[Point-per-instance localization data]

────────────────

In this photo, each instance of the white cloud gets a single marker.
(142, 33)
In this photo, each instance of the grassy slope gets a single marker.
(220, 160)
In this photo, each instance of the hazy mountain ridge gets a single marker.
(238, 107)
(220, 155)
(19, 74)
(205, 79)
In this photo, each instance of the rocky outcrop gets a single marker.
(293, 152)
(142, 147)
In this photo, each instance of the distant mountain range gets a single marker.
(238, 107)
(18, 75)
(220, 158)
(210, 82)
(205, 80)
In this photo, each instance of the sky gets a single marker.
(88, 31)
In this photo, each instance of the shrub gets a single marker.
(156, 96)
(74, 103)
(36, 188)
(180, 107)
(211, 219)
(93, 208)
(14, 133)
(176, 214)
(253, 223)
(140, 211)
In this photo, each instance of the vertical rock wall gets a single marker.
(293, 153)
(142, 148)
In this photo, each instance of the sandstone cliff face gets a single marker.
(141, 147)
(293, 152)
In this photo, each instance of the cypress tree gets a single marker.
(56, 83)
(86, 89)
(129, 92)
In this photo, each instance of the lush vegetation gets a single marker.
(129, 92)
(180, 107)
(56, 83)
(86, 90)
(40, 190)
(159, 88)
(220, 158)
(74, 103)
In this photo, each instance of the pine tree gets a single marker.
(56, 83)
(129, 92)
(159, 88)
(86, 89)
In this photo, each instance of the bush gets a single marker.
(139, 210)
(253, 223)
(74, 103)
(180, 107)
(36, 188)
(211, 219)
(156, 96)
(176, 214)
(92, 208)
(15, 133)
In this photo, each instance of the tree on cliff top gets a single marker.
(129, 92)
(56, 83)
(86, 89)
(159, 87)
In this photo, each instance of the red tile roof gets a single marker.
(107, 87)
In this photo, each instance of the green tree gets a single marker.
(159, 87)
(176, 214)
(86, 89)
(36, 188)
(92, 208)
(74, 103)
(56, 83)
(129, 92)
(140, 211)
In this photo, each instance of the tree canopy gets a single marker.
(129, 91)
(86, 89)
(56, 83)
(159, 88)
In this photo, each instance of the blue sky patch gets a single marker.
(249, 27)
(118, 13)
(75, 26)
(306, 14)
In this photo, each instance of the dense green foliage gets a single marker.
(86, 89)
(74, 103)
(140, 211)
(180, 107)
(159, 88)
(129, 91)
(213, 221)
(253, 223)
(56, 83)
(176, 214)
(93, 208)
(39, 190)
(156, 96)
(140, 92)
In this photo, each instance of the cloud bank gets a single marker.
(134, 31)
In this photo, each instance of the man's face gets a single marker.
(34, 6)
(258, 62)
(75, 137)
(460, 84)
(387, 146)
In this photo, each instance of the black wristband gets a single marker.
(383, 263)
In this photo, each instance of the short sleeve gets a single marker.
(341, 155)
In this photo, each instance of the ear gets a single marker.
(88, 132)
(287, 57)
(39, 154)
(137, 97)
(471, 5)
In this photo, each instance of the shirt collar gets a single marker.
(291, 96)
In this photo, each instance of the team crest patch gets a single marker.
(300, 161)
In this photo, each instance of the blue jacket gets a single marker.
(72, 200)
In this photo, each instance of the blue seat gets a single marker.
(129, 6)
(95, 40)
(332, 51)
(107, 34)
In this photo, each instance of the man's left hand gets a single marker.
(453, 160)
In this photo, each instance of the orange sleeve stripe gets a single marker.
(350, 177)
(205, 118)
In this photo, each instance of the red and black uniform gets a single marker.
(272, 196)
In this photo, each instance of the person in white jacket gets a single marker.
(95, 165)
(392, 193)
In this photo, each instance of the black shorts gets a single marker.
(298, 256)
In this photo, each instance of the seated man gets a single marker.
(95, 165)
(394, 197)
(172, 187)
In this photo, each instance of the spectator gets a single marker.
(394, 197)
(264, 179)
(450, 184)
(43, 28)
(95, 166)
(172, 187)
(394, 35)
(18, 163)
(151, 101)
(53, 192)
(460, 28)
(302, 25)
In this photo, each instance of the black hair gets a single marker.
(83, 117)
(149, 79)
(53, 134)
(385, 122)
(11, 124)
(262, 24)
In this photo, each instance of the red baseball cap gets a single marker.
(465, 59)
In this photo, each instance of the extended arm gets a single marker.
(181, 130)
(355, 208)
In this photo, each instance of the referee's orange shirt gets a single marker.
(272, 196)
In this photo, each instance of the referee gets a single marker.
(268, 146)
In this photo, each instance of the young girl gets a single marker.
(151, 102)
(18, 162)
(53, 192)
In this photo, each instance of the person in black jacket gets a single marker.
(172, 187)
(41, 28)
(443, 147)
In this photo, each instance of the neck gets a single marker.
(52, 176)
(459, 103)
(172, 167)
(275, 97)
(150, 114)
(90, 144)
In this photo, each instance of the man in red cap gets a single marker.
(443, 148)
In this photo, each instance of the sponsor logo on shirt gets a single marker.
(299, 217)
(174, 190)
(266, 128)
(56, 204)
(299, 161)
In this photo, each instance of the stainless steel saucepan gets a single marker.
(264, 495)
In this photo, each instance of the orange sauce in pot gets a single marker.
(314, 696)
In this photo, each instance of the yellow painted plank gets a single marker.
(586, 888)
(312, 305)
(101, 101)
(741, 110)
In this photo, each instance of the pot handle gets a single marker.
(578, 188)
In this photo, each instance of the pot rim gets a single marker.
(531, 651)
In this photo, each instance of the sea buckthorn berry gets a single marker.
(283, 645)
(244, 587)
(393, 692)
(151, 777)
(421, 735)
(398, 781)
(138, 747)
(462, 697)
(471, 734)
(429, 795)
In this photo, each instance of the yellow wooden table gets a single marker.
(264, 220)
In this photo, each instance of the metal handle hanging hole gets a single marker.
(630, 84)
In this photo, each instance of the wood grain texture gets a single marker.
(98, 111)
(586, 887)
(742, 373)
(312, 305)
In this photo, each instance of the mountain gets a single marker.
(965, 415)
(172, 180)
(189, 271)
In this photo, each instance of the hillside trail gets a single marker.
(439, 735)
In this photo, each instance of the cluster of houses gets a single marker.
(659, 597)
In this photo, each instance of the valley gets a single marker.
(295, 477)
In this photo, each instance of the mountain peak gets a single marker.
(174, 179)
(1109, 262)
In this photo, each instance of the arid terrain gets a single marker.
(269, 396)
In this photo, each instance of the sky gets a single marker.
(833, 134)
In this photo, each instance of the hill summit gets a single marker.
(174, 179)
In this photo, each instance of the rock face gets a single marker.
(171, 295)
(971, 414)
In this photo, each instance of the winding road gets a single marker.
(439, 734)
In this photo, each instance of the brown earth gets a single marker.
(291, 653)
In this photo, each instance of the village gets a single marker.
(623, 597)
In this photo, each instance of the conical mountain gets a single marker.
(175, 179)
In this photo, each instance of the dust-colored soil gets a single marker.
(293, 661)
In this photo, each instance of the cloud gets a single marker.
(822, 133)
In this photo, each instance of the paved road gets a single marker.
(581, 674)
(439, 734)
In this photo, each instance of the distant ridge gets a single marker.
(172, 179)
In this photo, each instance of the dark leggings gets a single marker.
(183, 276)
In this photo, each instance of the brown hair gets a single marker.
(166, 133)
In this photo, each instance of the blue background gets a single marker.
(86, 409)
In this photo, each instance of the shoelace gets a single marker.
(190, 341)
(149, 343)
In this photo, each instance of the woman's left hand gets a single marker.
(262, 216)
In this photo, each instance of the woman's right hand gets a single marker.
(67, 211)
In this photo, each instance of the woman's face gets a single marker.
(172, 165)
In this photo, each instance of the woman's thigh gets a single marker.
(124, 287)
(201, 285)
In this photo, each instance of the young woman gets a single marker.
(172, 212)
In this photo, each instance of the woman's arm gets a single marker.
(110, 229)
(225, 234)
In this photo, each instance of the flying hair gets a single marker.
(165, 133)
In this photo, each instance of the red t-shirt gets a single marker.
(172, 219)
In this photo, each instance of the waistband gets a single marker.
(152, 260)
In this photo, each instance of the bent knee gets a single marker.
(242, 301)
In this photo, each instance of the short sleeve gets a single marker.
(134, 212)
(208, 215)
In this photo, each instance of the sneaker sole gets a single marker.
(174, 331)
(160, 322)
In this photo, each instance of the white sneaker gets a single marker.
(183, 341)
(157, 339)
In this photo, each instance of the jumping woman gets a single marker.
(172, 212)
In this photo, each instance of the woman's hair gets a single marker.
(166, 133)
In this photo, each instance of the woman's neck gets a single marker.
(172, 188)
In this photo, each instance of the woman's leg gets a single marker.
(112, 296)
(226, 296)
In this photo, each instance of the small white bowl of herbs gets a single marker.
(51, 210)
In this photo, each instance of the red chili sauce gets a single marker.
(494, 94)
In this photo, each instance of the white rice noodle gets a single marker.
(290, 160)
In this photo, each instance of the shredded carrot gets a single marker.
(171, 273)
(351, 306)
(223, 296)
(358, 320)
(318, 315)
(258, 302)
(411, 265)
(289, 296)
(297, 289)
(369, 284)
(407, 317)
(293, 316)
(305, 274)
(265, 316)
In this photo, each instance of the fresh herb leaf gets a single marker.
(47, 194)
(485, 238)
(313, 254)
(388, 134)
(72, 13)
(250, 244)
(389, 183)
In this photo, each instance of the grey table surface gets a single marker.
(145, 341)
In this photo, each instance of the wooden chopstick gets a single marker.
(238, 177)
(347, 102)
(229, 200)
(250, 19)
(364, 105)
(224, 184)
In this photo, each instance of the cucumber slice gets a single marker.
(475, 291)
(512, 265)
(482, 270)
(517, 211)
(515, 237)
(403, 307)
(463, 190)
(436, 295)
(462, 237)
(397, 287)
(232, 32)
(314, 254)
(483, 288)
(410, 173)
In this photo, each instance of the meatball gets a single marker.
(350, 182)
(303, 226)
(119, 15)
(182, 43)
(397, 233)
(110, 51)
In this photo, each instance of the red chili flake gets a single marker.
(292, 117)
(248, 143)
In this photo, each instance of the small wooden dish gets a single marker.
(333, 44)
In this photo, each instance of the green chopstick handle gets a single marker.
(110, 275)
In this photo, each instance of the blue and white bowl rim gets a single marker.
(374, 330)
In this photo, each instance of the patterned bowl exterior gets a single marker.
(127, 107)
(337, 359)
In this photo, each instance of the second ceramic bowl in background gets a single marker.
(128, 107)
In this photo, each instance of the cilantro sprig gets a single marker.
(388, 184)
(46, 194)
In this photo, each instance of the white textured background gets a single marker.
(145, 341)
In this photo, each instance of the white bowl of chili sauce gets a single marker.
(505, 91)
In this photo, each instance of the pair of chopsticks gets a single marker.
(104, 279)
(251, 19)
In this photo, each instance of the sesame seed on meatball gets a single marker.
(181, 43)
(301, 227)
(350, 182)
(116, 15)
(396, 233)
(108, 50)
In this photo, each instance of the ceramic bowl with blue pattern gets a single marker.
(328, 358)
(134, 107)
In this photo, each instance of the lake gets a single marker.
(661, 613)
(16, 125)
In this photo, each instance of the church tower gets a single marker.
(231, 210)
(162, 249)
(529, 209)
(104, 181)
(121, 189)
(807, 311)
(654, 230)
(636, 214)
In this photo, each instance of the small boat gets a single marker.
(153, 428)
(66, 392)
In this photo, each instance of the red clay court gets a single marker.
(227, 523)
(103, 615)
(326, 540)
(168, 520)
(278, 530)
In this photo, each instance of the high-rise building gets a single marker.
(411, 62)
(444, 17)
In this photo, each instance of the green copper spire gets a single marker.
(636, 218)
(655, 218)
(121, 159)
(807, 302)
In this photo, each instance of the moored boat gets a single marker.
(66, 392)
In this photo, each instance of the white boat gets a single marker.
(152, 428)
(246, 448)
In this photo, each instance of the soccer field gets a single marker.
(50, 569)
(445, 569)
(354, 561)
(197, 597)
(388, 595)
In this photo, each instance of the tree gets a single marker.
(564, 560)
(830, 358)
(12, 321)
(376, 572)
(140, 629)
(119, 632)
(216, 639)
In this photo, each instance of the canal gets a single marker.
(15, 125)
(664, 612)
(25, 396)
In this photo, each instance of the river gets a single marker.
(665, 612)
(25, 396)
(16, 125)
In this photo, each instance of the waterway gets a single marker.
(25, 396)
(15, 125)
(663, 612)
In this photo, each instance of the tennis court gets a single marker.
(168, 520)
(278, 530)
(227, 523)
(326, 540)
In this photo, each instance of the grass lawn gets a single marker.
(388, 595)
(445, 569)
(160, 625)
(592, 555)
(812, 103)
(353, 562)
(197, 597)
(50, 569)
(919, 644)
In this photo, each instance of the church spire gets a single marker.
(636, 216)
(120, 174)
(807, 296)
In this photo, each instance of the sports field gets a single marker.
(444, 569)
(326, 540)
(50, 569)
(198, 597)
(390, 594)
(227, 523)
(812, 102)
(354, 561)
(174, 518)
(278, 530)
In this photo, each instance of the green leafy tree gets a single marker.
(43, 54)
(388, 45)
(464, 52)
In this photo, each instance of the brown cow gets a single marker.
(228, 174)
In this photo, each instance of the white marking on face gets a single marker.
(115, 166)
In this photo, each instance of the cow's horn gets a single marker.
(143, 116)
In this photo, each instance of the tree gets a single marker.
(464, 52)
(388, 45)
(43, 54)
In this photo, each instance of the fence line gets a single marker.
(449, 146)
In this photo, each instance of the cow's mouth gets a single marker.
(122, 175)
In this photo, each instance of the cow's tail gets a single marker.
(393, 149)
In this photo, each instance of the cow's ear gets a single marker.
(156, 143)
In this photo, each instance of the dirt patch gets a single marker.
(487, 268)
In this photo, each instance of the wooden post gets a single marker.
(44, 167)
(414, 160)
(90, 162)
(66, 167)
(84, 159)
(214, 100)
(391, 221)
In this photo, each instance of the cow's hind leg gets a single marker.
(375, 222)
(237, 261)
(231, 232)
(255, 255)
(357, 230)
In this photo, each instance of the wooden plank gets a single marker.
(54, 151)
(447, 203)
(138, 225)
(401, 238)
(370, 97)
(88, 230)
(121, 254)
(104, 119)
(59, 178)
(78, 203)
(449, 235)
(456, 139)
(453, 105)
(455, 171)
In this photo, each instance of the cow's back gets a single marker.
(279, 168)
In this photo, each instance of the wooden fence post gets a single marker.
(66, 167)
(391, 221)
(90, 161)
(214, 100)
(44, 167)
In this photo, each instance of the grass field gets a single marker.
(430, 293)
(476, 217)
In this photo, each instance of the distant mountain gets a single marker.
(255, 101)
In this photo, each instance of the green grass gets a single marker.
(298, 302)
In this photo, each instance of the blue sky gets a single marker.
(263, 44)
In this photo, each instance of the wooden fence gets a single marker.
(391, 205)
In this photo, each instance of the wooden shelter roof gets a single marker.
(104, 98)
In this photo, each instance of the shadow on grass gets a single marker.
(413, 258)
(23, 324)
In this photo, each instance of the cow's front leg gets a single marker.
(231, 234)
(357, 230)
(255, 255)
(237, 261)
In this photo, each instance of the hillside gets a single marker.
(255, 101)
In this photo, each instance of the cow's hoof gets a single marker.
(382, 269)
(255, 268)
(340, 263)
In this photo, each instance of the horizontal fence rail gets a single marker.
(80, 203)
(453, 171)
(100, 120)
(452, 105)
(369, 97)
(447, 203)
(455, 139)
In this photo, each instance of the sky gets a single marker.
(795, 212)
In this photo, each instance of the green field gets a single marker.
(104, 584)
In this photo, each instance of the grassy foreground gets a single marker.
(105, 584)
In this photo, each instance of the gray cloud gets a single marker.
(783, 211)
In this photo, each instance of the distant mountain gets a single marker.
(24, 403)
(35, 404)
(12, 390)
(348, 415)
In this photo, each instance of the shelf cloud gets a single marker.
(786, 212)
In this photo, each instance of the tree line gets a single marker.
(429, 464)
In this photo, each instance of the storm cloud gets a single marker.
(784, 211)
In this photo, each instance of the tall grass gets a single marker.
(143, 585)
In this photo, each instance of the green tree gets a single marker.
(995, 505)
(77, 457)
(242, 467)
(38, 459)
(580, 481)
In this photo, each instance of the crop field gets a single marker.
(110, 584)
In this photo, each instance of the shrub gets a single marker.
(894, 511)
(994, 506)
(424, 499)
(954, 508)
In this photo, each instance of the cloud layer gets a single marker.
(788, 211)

────────────────

# TASK ITEM:
Copy out exactly the lines running from the line with "In this photo, each instance of the wooden shelter" to the end of the records, inclusive.

# EXERCISE RESPONSE:
In this photo, each instance of the wooden shelter roof gets a single marker.
(104, 98)
In this photo, each instance of the shadow on grass gets a single marker.
(413, 258)
(23, 324)
In this photo, each instance of the cow's front leg gets a single marker.
(231, 234)
(357, 230)
(255, 255)
(237, 261)
In this photo, each instance of the hillside gets a single marker.
(255, 101)
In this photo, each instance of the cow's hoof gets a single marker.
(382, 269)
(255, 268)
(340, 263)
In this photo, each instance of the horizontal fence rail gets a single marker.
(80, 203)
(453, 171)
(100, 120)
(452, 105)
(369, 97)
(447, 203)
(455, 139)
In this photo, each instance of the sky gets a single marker.
(795, 212)
In this photo, each instance of the green field gets a single marker.
(104, 584)
In this photo, each instance of the grassy foreground gets a single marker.
(105, 584)
In this photo, each instance of the gray cloud gets a single marker.
(783, 211)
In this photo, each instance of the distant mountain gets a single marker.
(24, 403)
(35, 404)
(12, 390)
(348, 415)
In this photo, each instance of the shelf cloud gets a single marker.
(786, 212)
In this photo, each instance of the tree line gets a single marker.
(429, 464)
In this photo, each instance of the storm cloud gets a single marker.
(784, 211)
In this photo, each instance of the tall grass gets a single marker.
(143, 585)
In this photo, each instance of the green tree gets a single marker.
(995, 505)
(77, 457)
(242, 467)
(38, 459)
(580, 481)
In this photo, each instance of the crop field gets a single marker.
(110, 584)
In this photo, each instance of the shrub gets a single marker.
(894, 511)
(994, 506)
(424, 499)
(954, 508)
In this photo, each instance of the cloud layer gets a single marker.
(788, 211)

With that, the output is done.